Point-based annotation data
◆ ◆ ◆ ◆

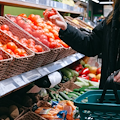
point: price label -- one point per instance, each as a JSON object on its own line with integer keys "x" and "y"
{"x": 9, "y": 88}
{"x": 2, "y": 89}
{"x": 18, "y": 80}
{"x": 25, "y": 79}
{"x": 73, "y": 59}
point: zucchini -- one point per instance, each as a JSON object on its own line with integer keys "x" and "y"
{"x": 64, "y": 95}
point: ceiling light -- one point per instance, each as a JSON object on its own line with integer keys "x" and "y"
{"x": 105, "y": 2}
{"x": 95, "y": 1}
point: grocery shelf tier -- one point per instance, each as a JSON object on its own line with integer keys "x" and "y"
{"x": 31, "y": 5}
{"x": 17, "y": 82}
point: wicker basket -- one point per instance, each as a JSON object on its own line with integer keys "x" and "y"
{"x": 21, "y": 33}
{"x": 18, "y": 65}
{"x": 7, "y": 103}
{"x": 4, "y": 64}
{"x": 51, "y": 56}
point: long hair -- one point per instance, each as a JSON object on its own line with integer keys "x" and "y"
{"x": 111, "y": 15}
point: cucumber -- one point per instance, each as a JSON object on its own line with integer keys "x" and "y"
{"x": 64, "y": 95}
{"x": 60, "y": 97}
{"x": 66, "y": 72}
{"x": 51, "y": 95}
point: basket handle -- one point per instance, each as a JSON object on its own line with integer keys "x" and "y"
{"x": 110, "y": 80}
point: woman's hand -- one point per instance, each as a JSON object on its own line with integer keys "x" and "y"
{"x": 56, "y": 19}
{"x": 117, "y": 78}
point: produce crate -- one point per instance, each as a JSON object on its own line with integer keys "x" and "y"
{"x": 21, "y": 33}
{"x": 4, "y": 64}
{"x": 18, "y": 64}
{"x": 6, "y": 103}
{"x": 52, "y": 54}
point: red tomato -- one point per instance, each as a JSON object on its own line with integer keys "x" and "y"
{"x": 52, "y": 44}
{"x": 43, "y": 37}
{"x": 45, "y": 41}
{"x": 31, "y": 42}
{"x": 11, "y": 45}
{"x": 18, "y": 18}
{"x": 23, "y": 15}
{"x": 85, "y": 71}
{"x": 10, "y": 33}
{"x": 21, "y": 23}
{"x": 84, "y": 76}
{"x": 18, "y": 51}
{"x": 13, "y": 19}
{"x": 15, "y": 37}
{"x": 39, "y": 48}
{"x": 50, "y": 12}
{"x": 98, "y": 71}
{"x": 1, "y": 58}
{"x": 5, "y": 27}
{"x": 94, "y": 79}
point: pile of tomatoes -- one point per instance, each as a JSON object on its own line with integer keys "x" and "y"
{"x": 43, "y": 31}
{"x": 30, "y": 43}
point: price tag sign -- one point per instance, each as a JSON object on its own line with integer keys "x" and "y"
{"x": 2, "y": 89}
{"x": 43, "y": 71}
{"x": 9, "y": 88}
{"x": 25, "y": 79}
{"x": 18, "y": 80}
{"x": 72, "y": 58}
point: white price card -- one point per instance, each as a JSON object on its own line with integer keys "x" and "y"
{"x": 25, "y": 79}
{"x": 45, "y": 69}
{"x": 9, "y": 87}
{"x": 73, "y": 59}
{"x": 18, "y": 80}
{"x": 2, "y": 89}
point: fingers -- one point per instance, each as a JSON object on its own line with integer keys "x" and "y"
{"x": 117, "y": 78}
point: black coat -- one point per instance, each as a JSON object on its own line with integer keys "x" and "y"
{"x": 103, "y": 39}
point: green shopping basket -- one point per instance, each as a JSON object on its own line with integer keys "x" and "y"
{"x": 100, "y": 104}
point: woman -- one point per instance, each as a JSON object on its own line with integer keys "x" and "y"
{"x": 105, "y": 39}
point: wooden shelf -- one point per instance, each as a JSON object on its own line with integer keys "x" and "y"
{"x": 33, "y": 6}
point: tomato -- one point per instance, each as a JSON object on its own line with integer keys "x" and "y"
{"x": 23, "y": 15}
{"x": 94, "y": 79}
{"x": 21, "y": 23}
{"x": 13, "y": 19}
{"x": 98, "y": 71}
{"x": 43, "y": 37}
{"x": 39, "y": 48}
{"x": 9, "y": 51}
{"x": 52, "y": 44}
{"x": 11, "y": 45}
{"x": 18, "y": 18}
{"x": 31, "y": 42}
{"x": 50, "y": 12}
{"x": 26, "y": 25}
{"x": 1, "y": 58}
{"x": 84, "y": 76}
{"x": 18, "y": 51}
{"x": 45, "y": 41}
{"x": 5, "y": 27}
{"x": 28, "y": 30}
{"x": 85, "y": 71}
{"x": 15, "y": 37}
{"x": 10, "y": 33}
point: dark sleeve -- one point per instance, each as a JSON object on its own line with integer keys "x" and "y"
{"x": 89, "y": 45}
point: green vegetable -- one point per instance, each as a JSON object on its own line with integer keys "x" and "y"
{"x": 60, "y": 97}
{"x": 64, "y": 96}
{"x": 66, "y": 72}
{"x": 51, "y": 95}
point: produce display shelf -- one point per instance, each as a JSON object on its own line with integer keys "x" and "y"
{"x": 33, "y": 6}
{"x": 14, "y": 83}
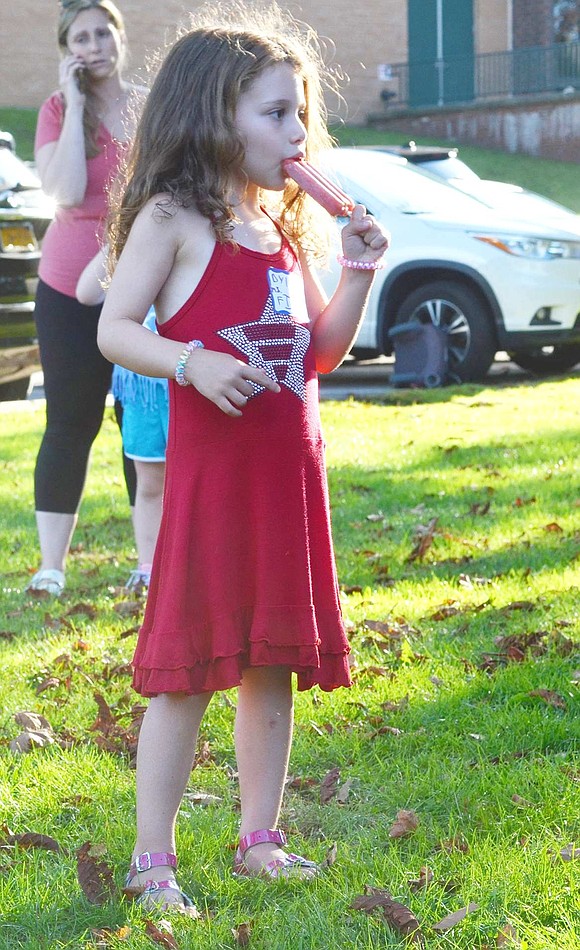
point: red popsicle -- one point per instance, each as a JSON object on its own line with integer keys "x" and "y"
{"x": 315, "y": 184}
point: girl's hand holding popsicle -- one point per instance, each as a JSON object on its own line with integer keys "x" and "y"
{"x": 364, "y": 241}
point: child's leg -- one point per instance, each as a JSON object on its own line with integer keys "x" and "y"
{"x": 148, "y": 508}
{"x": 263, "y": 735}
{"x": 164, "y": 761}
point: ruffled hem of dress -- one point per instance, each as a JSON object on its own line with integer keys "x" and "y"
{"x": 329, "y": 671}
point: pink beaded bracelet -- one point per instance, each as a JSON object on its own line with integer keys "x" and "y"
{"x": 358, "y": 265}
{"x": 182, "y": 362}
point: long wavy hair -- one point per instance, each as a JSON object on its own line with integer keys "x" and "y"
{"x": 69, "y": 10}
{"x": 186, "y": 145}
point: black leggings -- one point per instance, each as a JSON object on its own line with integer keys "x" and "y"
{"x": 77, "y": 379}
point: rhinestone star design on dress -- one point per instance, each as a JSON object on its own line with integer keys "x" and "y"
{"x": 275, "y": 343}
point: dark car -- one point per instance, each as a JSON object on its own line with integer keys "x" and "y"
{"x": 25, "y": 213}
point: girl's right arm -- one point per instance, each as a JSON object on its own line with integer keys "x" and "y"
{"x": 62, "y": 165}
{"x": 156, "y": 267}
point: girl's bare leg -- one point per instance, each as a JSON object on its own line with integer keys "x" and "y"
{"x": 164, "y": 761}
{"x": 263, "y": 736}
{"x": 148, "y": 508}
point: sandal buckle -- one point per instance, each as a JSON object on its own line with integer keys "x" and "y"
{"x": 143, "y": 862}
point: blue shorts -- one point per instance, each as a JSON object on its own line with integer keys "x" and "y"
{"x": 144, "y": 428}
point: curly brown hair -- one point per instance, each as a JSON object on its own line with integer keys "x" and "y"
{"x": 186, "y": 145}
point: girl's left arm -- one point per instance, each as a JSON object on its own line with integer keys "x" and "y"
{"x": 335, "y": 322}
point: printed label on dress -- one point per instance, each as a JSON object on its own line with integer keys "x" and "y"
{"x": 287, "y": 290}
{"x": 277, "y": 343}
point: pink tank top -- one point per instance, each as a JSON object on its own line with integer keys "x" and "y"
{"x": 74, "y": 236}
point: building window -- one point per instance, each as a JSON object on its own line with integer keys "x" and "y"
{"x": 566, "y": 21}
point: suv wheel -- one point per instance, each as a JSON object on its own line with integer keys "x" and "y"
{"x": 462, "y": 313}
{"x": 547, "y": 359}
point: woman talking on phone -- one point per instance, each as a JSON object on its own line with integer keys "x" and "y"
{"x": 80, "y": 138}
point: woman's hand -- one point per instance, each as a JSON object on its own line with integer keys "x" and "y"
{"x": 224, "y": 380}
{"x": 69, "y": 73}
{"x": 363, "y": 238}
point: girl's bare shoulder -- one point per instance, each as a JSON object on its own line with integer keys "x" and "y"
{"x": 161, "y": 211}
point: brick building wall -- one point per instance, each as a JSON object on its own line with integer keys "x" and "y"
{"x": 361, "y": 37}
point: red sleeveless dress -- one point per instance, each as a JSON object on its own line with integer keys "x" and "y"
{"x": 244, "y": 572}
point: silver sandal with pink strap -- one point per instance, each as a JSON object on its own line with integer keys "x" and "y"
{"x": 149, "y": 890}
{"x": 292, "y": 864}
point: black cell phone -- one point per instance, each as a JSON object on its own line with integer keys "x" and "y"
{"x": 82, "y": 78}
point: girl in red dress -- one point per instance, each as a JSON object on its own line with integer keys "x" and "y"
{"x": 243, "y": 590}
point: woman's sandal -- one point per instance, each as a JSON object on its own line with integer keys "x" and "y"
{"x": 148, "y": 892}
{"x": 291, "y": 866}
{"x": 46, "y": 581}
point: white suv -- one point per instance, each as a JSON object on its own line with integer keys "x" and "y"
{"x": 492, "y": 282}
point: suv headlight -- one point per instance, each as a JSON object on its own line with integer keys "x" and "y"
{"x": 538, "y": 249}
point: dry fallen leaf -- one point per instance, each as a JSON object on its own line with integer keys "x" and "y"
{"x": 507, "y": 937}
{"x": 424, "y": 879}
{"x": 570, "y": 853}
{"x": 95, "y": 877}
{"x": 424, "y": 535}
{"x": 105, "y": 936}
{"x": 31, "y": 840}
{"x": 242, "y": 933}
{"x": 452, "y": 919}
{"x": 522, "y": 802}
{"x": 550, "y": 697}
{"x": 331, "y": 854}
{"x": 329, "y": 785}
{"x": 397, "y": 915}
{"x": 457, "y": 843}
{"x": 405, "y": 824}
{"x": 343, "y": 792}
{"x": 161, "y": 933}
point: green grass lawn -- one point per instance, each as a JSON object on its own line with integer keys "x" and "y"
{"x": 455, "y": 516}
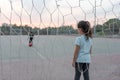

◆ ◆ ◆ ◆

Gather every line of the records that contains the string "popsicle" and copy each one out.

point: red popsicle -- one point per instance, each as a JSON object on its own line with integer keys "x" and "y"
point: girl's hand holding popsicle -- one point per instance, each as a JSON object on its own line with integer keys "x" and "y"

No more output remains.